▶ **TASK STATEMENT**: Exactly the lines from the opening of the records through the line containing "like [296, 392]." should be copied, with both included.

▶ **DATASET RECORDS**:
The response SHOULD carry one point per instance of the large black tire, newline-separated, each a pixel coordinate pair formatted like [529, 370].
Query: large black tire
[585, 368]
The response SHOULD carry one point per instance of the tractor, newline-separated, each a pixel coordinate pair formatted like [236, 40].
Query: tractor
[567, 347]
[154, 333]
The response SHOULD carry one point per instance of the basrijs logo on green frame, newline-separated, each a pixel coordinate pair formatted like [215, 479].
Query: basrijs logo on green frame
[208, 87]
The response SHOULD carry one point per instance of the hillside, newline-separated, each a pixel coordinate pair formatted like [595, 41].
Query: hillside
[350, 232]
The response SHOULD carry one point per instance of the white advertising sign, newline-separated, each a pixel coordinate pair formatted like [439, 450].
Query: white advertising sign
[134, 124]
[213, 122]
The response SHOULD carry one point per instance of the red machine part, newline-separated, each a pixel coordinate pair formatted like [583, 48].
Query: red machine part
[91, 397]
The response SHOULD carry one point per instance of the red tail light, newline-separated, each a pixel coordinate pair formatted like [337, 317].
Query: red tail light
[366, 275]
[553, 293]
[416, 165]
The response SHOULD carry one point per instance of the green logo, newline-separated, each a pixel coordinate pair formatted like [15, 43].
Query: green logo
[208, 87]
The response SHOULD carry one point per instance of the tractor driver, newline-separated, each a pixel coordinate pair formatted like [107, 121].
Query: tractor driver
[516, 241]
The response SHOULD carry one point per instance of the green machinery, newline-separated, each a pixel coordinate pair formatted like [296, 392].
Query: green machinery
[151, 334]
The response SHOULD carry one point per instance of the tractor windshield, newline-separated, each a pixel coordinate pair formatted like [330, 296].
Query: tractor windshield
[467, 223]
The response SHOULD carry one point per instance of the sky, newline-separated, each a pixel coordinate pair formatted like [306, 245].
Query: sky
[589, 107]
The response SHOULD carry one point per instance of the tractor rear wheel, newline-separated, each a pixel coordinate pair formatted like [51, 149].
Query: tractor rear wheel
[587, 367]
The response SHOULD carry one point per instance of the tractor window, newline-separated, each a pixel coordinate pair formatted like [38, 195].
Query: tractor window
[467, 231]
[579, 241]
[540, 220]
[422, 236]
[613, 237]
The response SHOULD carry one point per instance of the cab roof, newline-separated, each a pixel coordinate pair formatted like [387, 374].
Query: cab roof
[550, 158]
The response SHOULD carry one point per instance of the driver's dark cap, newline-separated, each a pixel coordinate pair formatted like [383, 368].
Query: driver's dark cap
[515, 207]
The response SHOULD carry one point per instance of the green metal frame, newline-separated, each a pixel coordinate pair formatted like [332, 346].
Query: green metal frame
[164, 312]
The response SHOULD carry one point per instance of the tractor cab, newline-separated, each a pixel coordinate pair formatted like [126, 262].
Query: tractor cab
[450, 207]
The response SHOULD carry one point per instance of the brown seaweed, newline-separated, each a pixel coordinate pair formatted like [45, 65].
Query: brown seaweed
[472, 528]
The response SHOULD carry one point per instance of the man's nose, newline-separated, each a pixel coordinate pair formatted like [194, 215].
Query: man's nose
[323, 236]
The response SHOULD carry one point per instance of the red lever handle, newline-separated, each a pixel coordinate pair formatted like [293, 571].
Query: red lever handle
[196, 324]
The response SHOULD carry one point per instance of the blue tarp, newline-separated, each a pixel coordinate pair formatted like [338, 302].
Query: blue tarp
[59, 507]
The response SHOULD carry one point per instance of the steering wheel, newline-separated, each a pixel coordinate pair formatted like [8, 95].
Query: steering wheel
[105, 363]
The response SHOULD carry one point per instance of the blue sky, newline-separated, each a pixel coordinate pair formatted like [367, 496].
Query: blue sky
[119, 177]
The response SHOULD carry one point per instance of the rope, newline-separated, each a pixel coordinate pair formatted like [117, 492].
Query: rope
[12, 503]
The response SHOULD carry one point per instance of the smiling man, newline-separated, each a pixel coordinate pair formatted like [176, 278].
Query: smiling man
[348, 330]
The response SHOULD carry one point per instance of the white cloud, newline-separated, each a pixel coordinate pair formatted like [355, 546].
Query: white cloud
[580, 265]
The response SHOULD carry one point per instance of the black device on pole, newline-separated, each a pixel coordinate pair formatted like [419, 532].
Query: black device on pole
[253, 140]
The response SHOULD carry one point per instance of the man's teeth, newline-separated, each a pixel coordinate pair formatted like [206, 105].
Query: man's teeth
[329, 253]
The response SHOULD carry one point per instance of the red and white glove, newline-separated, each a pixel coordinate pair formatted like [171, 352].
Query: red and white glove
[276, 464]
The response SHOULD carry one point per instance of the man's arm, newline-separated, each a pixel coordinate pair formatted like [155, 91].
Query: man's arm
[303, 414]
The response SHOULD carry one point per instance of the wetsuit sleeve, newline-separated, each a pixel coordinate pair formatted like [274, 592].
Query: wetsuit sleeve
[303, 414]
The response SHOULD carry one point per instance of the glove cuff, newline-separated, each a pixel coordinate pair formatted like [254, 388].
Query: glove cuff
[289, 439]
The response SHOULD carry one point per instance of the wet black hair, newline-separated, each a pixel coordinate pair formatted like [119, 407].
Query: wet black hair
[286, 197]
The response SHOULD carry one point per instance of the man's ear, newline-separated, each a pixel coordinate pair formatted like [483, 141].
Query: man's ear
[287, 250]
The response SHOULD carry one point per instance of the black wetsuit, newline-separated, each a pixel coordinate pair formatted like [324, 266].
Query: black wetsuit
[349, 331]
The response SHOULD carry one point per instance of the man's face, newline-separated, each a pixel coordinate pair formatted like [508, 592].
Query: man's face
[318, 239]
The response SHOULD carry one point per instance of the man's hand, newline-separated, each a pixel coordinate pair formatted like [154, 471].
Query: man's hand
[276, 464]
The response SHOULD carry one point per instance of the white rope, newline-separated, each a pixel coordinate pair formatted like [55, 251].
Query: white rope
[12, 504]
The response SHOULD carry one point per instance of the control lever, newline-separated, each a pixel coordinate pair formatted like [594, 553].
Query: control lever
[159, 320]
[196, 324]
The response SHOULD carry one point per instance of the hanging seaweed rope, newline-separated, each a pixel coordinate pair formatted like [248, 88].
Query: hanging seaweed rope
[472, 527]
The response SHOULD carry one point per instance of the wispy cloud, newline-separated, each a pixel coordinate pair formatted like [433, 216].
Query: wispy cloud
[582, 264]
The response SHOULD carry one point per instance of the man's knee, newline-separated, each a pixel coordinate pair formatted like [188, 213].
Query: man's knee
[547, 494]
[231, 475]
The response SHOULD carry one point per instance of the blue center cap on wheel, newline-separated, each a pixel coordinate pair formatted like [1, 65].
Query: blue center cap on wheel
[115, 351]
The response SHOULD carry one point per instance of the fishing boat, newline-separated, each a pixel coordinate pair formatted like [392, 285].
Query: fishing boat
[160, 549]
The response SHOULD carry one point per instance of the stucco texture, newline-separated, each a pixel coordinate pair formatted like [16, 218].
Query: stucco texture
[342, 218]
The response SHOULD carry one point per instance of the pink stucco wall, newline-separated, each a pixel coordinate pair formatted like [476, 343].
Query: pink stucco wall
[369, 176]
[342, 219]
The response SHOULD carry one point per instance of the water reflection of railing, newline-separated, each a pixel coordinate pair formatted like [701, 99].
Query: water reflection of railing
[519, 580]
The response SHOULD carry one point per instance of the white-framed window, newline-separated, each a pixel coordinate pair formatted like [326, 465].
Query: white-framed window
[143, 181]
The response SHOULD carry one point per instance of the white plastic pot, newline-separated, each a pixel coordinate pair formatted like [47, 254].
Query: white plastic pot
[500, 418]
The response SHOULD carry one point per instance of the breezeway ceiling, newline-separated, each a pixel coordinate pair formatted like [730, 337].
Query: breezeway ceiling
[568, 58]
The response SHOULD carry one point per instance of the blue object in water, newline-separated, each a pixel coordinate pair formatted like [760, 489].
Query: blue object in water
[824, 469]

▶ **EXERCISE SOLUTION**:
The response SHOULD carry one point per instance of the large black tire, newline-separated, each a pixel coordinate pair formatted like [529, 370].
Query: large black tire
[585, 368]
The response SHOULD carry one point per instance of the tractor, newline-separated, each a pixel coordinate pair formatted like [236, 40].
Query: tractor
[567, 347]
[154, 333]
The response SHOULD carry one point per instance of the basrijs logo on green frame, newline-separated, each a pixel coordinate pair formatted like [215, 479].
Query: basrijs logo on green frame
[208, 87]
The response SHOULD carry one point per instance of the hillside, newline-separated, each a pixel coordinate pair formatted like [595, 41].
Query: hillside
[350, 232]
The response SHOULD carry one point per instance of the white advertising sign, newline-separated, each a pixel coordinate pair formatted like [439, 450].
Query: white advertising sign
[134, 124]
[213, 122]
The response SHOULD carry one point per instance of the red machine part, newline-separated, each a pixel coordinate pair formatted like [583, 48].
Query: red machine part
[91, 397]
The response SHOULD carry one point per instance of the red tail light, newline-separated, each a pixel coordinate pair formatted like [337, 317].
Query: red tail light
[366, 275]
[553, 293]
[416, 165]
The response SHOULD carry one point per instance of the green logo, newline-separated, each a pixel coordinate pair formatted like [15, 43].
Query: green logo
[208, 87]
The response SHOULD carry one point per instance of the tractor driver, newline-separated, each a pixel coordinate pair formatted like [107, 121].
Query: tractor driver
[516, 241]
The response SHOULD carry one point per instance of the green machinery, newline-separated, each a pixel coordinate pair formatted like [296, 392].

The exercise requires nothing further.